DIFFERENT DANCES / SHEL SILVERSTEIN
This is a large coffee table book of drawings of naked men and women fucking and sucking and being impaled in various ways. There is straight sex, queer sex, and not-so-subtle nods towards fun things like necrophilia! incest! bestiality! We loved this book when we were kids, we poured over it wide eyed, impatient, tingling and desirous and competitively appalled or nonchalant, depending. A little later, ie adolescence, when my friends and I started liking boys but had no language or real world models with which to express it, we drew: cousins rutting in basements, fey teachers with debased secrets, musclemen kissing in pantries… Different Dances was my manual for lusty expression: put it on the page. To this day I still prefer a pen and paper to real life, sigh.

DEAR PRUDENCE / DAVID TRINIDAD
David Trinidad has this long prose poem called ‘Mothers’ in which he remembers all the mothers from his childhood neighbourhoods. It’s intimate and cinematic and filled with satisfyingly stifling pastels and veneers of conformity and simmering desperations and a serious deluge of kitsch, moving from comic portrait to heartbreaking confession. I read it in 2016 and immediately made David Trinidad one of my favourite poets and Dear Prudence one of my most frequently thumbed books. David Trinidad constructs his poems from celebrity interviews, soap opera scripts, trashy novels, idol infatuations, all with a serious wash of queer love and it’s associated traumas. He takes plain language and wrings it with tight margins til it becomes something crystalized. I love him.

BLISS / PETER CAREY
When I lived in Auckland I was a bad employee. I worked in a number of cafes, briefly. I was scared of the customers and didn’t have the cahones for kitchen trash talk. All I wanted to do was read and draw, why was this not allowed? On a lunch break at a Ponsonby spot where I was the lame FOH, I read Bliss in the upstairs staffroom. The barista came and sat beside me and talked and talked and would not stop talking so I picked up my book and climbed right out the window. I ran along the awnings and shimmied down a drainpipe, stormed righteously to Grey Lynn park, finished my chapter. Caught the next train home to Wellington. Ever since, Bliss has represented a real particular sort of escape to me, and is a reminder that a good book is worth it.

 

Amy Leigh Wicks

I came across Jack Kerouac’s On the Road in university. I resonated with his ability to articulate the insatiable longings of the human heart. The novel wasn’t the best written thing I’d read, but the timing of it, the casual language paired with a desperate feeling of urgency coincided perfectly with my itch for travel and spiritual discovery. Kerouac said in a later interview that the book was really just about two catholic boys in search of God. I think a lot of people might have trouble seeing it because of all the Benzedrine and riotous living, but it hit me in the guts as true.

I was in my early twenties when I read Edna St. Vincent Millay’s Collected Poems. Her sonnets continue to be one great sources of inspiration and reflection. From Sonnet XXX which begins, ‘Love is not all,’ and ends in a surprising turn, to her sonnet What lips my lips have kissed and where and why, which appeared in Vanity Fair in 1920, but reads to me as if it were written now, her poems are delicious, layered, and precisely crafted.

**Set exercise 1:**
In the book reflections, in what year did the sonnet "What lips my lips have kissed and where and why" appear in Vanity Fair?
**Set exercise 2:**
Please return the part of the book reflections that begins at the words "Amy Leigh Wicks" and stops after "guts as true.".
**Set exercise 3:**
Write the next part of the book reflections, starting after their final sentence.
The material after this point is separate from the book reflections.

**Data block:**
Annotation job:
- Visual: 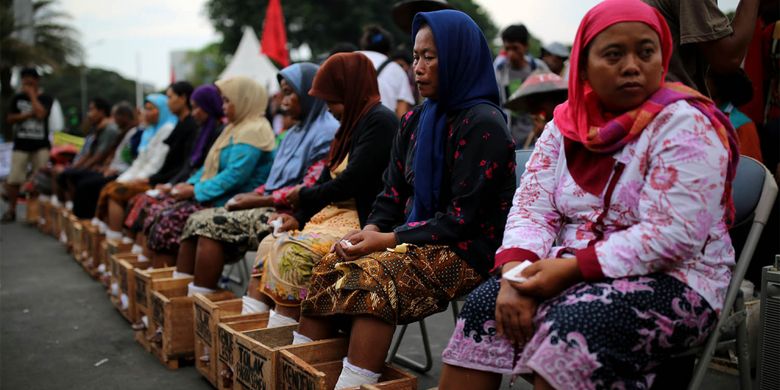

**Final result 1:**
1920

**Final result 2:**
Amy Leigh Wicks

I came across Jack Kerouac’s On the Road in university. I resonated with his ability to articulate the insatiable longings of the human heart. The novel wasn’t the best written thing I’d read, but the timing of it, the casual language paired with a desperate feeling of urgency coincided perfectly with my itch for travel and spiritual discovery. Kerouac said in a later interview that the book was really just about two catholic boys in search of God. I think a lot of people might have trouble seeing it because of all the Benzedrine and riotous living, but it hit me in the guts as true.

**Final result 3:**
I started studying James K. Baxter while I was working on my Masters in New York, and found a very hard time finding his books. When I moved to New Zealand and came across New Selected Poems: James K. Baxter edited by Paul Millar, I felt I had struck gold. I carry it with me in my purse most days, as it is not cumbersome, and it has a selection of poetry from all of Baxter’s books as well as a selection of previously unpublished works. I find myself coming back to Farmhand, where ‘He has his awkward hopes, his envious dreams to yarn to […]’ to later in his life, the bittersweet but undeniably beautiful He Waiata mo Te Kare where he says, ‘Nobody would have given tuppence for our chances,/ Yet our love did not turn to hate.’

 

Murray Edmond

Plants of New Zealand by R.M.Laing and E.W.Blackwell (Whitcombe and Tombs , 1906)

Shanties by the Way: a selection of New Zealand Popular Songs and Ballads collected and edited by Rona Baily and Herbert Roth (Whitcombe and Tombs, 1967)

Hidden Camera by Zoran Zivkovic, trans. Alice Copple-Tosic, (London: Dalkey Archive, 2008)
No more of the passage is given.